- **Required work**:
Reproduce the Toronto neighborhood segmentation notebook below in full, word for word.

- **Passage shown**:
<<<<
# Segmenting and Clustering Neighborhoods in Toronto (part 1)

In [57]:
#!conda install -c conda-forge beautifulsoup4 --yes # Install Beautiful Soup4 package for Web Scraping
#!conda install -c conda-forge html5lib --yes # Install html5lib package for HTML5 parsing

from bs4 import BeautifulSoup # Tool for web scraping
import html5lib # HTML5 parser to parse the Wikipedia page
import requests # To download the HTML resource we want to scrap to our local server

import pandas as pd # library for data analsysis
pd.set_option('display.max_columns', None)
pd.set_option('display.max_rows', None)

## Download and Explore the data
Toronto has a total of 11 assigned boroughs and 103 postal codes (each postal code can encompass one or more neighborhoods). In order to segement the neighborhoods and explore them, we will essentially need a dataset that contains the boroughs, the postal codes and the neighborhoods. We will scrape the following Wikipedia page to collect this information: https://en.wikipedia.org/wiki/List_of_postal_codes_of_Canada:_M

### Load and explore the data
First, let's download the HTML page content to be scraped

In [58]:
html = requests.get('https://en.wikipedia.org/wiki/List_of_postal_codes_of_Canada:_M').text # Fetch the html content

Notice that all the relevant data is inside a **div** whose _id_ is 'mw-content-text'. Let's get first **table** tag inside that **div** using BeatifulSoup package for Web Scraping

In [68]:
soup = BeautifulSoup(html, "html5lib") # Using a HTML5 parser
table = soup.find('div', id='mw-content-text').table

Let's see the first two rows...
>>>>
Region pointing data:
<<<<
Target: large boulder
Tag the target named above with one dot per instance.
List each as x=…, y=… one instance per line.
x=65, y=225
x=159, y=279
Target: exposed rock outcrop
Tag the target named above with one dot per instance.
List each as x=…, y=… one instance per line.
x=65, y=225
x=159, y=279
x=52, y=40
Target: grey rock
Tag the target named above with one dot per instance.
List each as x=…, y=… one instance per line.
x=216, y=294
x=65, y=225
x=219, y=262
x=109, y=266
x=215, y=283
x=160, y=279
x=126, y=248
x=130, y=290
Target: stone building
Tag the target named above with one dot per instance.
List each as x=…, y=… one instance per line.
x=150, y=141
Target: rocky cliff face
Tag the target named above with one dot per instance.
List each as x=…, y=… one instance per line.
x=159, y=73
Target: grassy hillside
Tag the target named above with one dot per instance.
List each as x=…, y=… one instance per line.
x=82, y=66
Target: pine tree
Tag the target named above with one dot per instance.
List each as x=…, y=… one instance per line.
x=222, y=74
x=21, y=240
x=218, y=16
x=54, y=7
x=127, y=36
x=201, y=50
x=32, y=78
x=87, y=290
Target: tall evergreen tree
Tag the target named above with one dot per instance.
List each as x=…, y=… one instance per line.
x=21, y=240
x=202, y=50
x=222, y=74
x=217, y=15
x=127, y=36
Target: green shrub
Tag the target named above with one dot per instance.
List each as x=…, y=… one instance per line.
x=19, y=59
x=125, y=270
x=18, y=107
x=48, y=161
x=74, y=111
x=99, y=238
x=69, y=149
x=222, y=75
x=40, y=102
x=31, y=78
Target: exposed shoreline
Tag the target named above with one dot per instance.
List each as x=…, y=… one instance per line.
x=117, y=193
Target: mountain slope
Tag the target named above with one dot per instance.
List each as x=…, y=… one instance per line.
>>>>
- **Answer to the problem**:
# Segmenting and Clustering Neighborhoods in Toronto (part 1)

In [57]:
#!conda install -c conda-forge beautifulsoup4 --yes # Install Beautiful Soup4 package for Web Scraping
#!conda install -c conda-forge html5lib --yes # Install html5lib package for HTML5 parsing

from bs4 import BeautifulSoup # Tool for web scraping
import html5lib # HTML5 parser to parse the Wikipedia page
import requests # To download the HTML resource we want to scrap to our local server

import pandas as pd # library for data analsysis
pd.set_option('display.max_columns', None)
pd.set_option('display.max_rows', None)

## Download and Explore the data
Toronto has a total of 11 assigned boroughs and 103 postal codes (each postal code can encompass one or more neighborhoods). In order to segement the neighborhoods and explore them, we will essentially need a dataset that contains the boroughs, the postal codes and the neighborhoods. We will scrape the following Wikipedia page to collect this information: https://en.wikipedia.org/wiki/List_of_postal_codes_of_Canada:_M

### Load and explore the data
First, let's download the HTML page content to be scraped

In [58]:
html = requests.get('https://en.wikipedia.org/wiki/List_of_postal_codes_of_Canada:_M').text # Fetch the html content

Notice that all the relevant data is inside a **div** whose _id_ is 'mw-content-text'. Let's get first **table** tag inside that **div** using BeatifulSoup package for Web Scraping

In [68]:
soup = BeautifulSoup(html, "html5lib") # Using a HTML5 parser
table = soup.find('div', id='mw-content-text').table

Let's see the first two rows...